(Records from a collection)
....
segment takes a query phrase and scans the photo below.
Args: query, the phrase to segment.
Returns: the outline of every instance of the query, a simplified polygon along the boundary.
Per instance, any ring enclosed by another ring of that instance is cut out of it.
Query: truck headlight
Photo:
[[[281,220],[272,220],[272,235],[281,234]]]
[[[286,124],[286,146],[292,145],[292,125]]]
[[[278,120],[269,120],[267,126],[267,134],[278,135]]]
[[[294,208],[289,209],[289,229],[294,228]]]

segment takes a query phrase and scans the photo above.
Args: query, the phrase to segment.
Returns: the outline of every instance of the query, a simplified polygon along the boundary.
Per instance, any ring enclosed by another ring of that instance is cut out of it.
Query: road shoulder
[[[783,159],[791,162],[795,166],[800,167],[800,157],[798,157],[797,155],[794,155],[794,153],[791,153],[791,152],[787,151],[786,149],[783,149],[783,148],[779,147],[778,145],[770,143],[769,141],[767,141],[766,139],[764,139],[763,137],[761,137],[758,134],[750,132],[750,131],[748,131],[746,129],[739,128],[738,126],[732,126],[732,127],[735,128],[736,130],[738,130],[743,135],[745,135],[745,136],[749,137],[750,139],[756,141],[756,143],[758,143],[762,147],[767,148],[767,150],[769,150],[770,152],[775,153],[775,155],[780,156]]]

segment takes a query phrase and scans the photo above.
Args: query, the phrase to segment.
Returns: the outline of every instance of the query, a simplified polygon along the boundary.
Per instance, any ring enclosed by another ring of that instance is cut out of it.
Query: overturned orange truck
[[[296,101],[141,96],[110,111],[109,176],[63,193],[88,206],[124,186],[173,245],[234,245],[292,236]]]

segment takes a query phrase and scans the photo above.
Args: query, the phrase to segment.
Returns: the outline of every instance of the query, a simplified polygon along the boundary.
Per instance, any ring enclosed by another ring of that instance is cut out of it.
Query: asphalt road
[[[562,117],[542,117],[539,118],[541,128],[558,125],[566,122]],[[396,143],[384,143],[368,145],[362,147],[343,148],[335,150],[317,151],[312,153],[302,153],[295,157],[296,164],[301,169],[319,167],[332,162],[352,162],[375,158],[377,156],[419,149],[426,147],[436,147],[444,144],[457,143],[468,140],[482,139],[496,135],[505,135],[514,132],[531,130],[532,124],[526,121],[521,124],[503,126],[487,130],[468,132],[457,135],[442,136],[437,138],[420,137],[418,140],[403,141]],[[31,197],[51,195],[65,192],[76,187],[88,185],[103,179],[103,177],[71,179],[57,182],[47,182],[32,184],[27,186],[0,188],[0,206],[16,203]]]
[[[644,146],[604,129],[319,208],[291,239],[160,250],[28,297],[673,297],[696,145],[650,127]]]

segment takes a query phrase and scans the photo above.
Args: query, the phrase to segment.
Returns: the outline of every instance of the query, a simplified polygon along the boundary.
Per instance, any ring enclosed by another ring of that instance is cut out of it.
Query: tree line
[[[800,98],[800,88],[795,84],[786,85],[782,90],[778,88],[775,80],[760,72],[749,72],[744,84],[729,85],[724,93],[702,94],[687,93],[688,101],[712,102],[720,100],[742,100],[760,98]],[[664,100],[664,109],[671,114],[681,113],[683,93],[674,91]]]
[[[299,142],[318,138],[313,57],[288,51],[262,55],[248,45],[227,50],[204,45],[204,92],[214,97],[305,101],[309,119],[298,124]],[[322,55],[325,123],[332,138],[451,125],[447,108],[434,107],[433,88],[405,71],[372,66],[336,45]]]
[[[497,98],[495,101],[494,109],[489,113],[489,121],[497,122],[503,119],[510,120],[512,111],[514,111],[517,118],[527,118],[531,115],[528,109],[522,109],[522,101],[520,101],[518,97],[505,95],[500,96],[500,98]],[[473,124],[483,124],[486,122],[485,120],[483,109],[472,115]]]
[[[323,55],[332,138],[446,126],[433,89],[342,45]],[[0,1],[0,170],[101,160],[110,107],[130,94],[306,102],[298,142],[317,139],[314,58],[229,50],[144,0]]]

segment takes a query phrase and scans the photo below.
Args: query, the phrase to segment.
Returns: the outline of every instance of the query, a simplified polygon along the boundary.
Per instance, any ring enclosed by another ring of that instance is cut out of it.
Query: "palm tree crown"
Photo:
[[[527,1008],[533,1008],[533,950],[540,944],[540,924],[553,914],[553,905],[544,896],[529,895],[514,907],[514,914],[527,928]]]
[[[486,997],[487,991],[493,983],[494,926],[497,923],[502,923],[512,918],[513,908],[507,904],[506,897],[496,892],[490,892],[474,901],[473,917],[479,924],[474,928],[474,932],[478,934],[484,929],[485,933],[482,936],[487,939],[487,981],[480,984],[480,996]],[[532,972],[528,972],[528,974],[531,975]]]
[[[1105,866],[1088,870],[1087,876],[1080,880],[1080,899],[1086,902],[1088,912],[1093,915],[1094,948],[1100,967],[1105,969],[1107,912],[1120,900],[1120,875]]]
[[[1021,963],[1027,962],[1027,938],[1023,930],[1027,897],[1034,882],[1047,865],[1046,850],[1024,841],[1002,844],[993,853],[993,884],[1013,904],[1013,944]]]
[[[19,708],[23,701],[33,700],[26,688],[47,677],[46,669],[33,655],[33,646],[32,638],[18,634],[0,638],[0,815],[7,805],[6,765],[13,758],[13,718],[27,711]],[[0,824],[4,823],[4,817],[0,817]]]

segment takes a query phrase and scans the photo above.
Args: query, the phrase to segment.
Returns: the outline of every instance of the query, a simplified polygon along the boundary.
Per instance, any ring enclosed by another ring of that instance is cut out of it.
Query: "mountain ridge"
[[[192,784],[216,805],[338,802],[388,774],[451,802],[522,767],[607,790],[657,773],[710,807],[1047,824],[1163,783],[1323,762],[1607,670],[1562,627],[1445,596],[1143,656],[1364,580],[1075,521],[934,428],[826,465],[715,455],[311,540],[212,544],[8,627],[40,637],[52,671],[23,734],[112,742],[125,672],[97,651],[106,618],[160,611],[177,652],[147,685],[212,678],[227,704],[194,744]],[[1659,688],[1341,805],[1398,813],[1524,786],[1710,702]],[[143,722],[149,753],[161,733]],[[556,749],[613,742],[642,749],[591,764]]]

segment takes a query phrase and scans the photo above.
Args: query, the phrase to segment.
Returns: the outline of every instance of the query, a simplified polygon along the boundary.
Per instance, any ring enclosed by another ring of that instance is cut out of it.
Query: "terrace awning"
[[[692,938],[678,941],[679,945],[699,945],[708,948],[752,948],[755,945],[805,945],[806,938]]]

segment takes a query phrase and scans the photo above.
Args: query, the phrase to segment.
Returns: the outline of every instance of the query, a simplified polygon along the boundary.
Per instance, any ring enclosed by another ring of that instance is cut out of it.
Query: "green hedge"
....
YOUR GOAL: An exact copy of all the entries is what's needed; write it out.

SOLUTION TO THE PROBLEM:
segment takes a query phrase and scans the photo below.
Args: query, the phrase to segment.
Returns: the outline of every instance of the query, a simplified polygon along the boundary.
Per instance, any ring enclosed by another ring of that instance is cut out of it.
Query: truck headlight
Photo:
[[[281,220],[272,220],[272,235],[281,234]]]
[[[286,124],[286,146],[292,145],[292,125]]]
[[[278,120],[269,120],[267,126],[267,134],[278,135]]]
[[[294,208],[289,209],[289,229],[294,228]]]

segment takes a query phrase and scans the photo above.
Args: query, the phrase to segment.
Returns: the outline of every instance of the query, a simplified polygon along the boundary.
Per instance, any ring enclosed by another ring of that instance is cut out of it.
Query: road shoulder
[[[783,159],[791,162],[795,166],[800,167],[800,157],[798,157],[797,155],[794,155],[794,153],[791,153],[791,152],[787,151],[786,149],[783,149],[783,148],[779,147],[778,145],[770,143],[769,141],[767,141],[766,139],[764,139],[763,137],[761,137],[758,134],[750,132],[750,131],[748,131],[746,129],[739,128],[738,126],[732,126],[732,127],[735,128],[736,130],[738,130],[743,135],[745,135],[745,136],[749,137],[750,139],[756,141],[756,143],[758,143],[762,147],[767,148],[767,150],[769,150],[770,152],[775,153],[775,155],[780,156]]]

segment takes a query phrase and scans the photo above.
Args: query, the phrase to segment.
Returns: the outline of every instance of the query, a simplified polygon along the boundary.
Per instance, any ring enclosed by another ring of that instance is cut out of it.
Query: overturned orange truck
[[[296,101],[141,96],[110,111],[109,176],[63,193],[88,206],[124,186],[173,245],[234,245],[292,236]]]

segment takes a query phrase and scans the photo above.
Args: query, the phrase to segment.
Returns: the outline of every instance of the query, a simplified polygon along the boundary.
Per instance, any ring enclosed by another ring of that instance is cut out of it.
Query: asphalt road
[[[562,117],[542,117],[539,118],[541,128],[558,125],[566,122]],[[396,143],[384,143],[368,145],[362,147],[343,148],[335,150],[317,151],[312,153],[302,153],[295,157],[296,164],[301,169],[319,167],[332,162],[352,162],[375,158],[377,156],[419,149],[426,147],[436,147],[444,144],[457,143],[468,140],[482,139],[496,135],[505,135],[514,132],[531,130],[532,124],[526,121],[521,124],[503,126],[487,130],[468,132],[457,135],[442,136],[437,138],[420,137],[418,140],[403,141]],[[31,197],[51,195],[65,192],[76,187],[88,185],[103,179],[103,177],[71,179],[57,182],[47,182],[32,184],[27,186],[0,188],[0,206],[16,203]]]
[[[644,146],[604,129],[319,208],[291,239],[160,250],[28,297],[673,297],[696,145],[650,127]]]

segment takes a query phrase and scans the photo above.
Args: query, the phrase to segment.
Returns: the outline of every instance of the query, a simplified polygon along the boundary.
Per instance, any ring enclosed by another ring of that instance is cut out of it.
Query: tree line
[[[800,98],[800,88],[795,84],[786,85],[782,90],[778,88],[775,80],[760,72],[749,72],[744,84],[729,85],[724,93],[702,94],[687,93],[688,101],[712,102],[720,100],[742,100],[760,98]],[[664,100],[664,109],[671,114],[681,113],[683,93],[674,91]]]
[[[299,142],[318,138],[313,57],[288,51],[262,55],[248,45],[227,50],[204,45],[204,92],[214,97],[305,101],[309,119],[298,124]],[[322,55],[325,123],[332,138],[451,125],[447,108],[434,107],[433,88],[405,71],[372,66],[336,45]]]
[[[497,98],[495,101],[494,109],[489,113],[489,121],[497,122],[503,119],[510,120],[512,111],[514,111],[517,118],[527,118],[531,115],[528,109],[522,109],[522,101],[520,101],[518,97],[505,95],[500,96],[500,98]],[[473,124],[483,124],[486,122],[485,120],[483,109],[472,115]]]
[[[323,55],[332,138],[446,126],[433,89],[342,45]],[[0,1],[0,170],[101,160],[110,107],[130,94],[306,102],[298,142],[317,139],[314,58],[229,50],[144,0]]]

segment takes a query phrase and scans the photo below.
Args: query, the phrase to segment.
Returns: the outline of every instance of the query, a simplified polygon along the boundary.
Per instance, any ring enclosed by another ring of that instance is cut out of it.
Query: "palm tree crown"
Photo:
[[[527,1008],[533,1008],[533,950],[540,944],[540,924],[553,914],[553,905],[544,896],[529,895],[514,907],[514,914],[527,928]]]
[[[486,997],[487,991],[493,983],[494,926],[497,923],[502,923],[512,918],[513,908],[507,904],[506,897],[496,892],[490,892],[474,901],[473,917],[479,924],[474,928],[474,932],[478,934],[484,929],[485,933],[482,936],[487,939],[487,981],[480,984],[480,996]],[[532,972],[528,972],[528,974],[531,975]]]
[[[1105,866],[1088,870],[1087,876],[1080,880],[1080,899],[1086,902],[1088,912],[1093,915],[1094,948],[1100,967],[1105,969],[1107,912],[1120,900],[1120,875]]]
[[[1021,963],[1027,962],[1027,938],[1023,930],[1027,897],[1034,882],[1047,865],[1046,850],[1024,841],[1002,844],[993,853],[993,884],[1013,904],[1013,944]]]
[[[19,708],[23,701],[33,700],[26,688],[47,677],[46,669],[33,655],[33,646],[32,638],[18,634],[0,638],[0,815],[7,805],[6,765],[13,758],[13,718],[27,711]],[[0,824],[4,823],[4,817],[0,817]]]

segment takes a query phrase and scans the photo above.
Args: query, the phrase to segment.
Returns: the outline of every instance of the query, a simplified polygon along the boundary.
Per instance, any ring enclosed by another ring of that instance is cut out of it.
Query: "mountain ridge"
[[[192,784],[216,805],[338,802],[388,774],[451,802],[522,767],[607,790],[657,773],[710,807],[1047,824],[1163,783],[1323,762],[1607,670],[1562,627],[1445,596],[1143,656],[1364,580],[1075,521],[934,428],[826,465],[715,455],[311,540],[212,544],[8,627],[40,637],[52,671],[23,734],[112,742],[125,672],[97,651],[106,618],[160,611],[177,652],[147,685],[212,678],[227,704],[194,744]],[[1659,688],[1341,805],[1398,813],[1524,786],[1710,702]],[[143,722],[149,753],[161,733]],[[556,749],[613,742],[642,749],[591,764]]]

segment takes a query phrase and scans the photo above.
Args: query, the phrase to segment.
Returns: the outline of every instance of the query, a simplified polygon along the boundary.
Per instance, any ring enclosed by another ring of that instance is cut out of it.
Query: "terrace awning"
[[[692,938],[678,941],[679,945],[699,945],[708,948],[752,948],[755,945],[805,945],[806,938]]]

segment takes a query phrase and scans the photo above.
Args: query, the phrase to segment.
Returns: the outline of every instance of the query, a simplified polygon along the boundary.
Per instance, any ring enclosed by another ring of that instance is cut out of it.
Query: "green hedge"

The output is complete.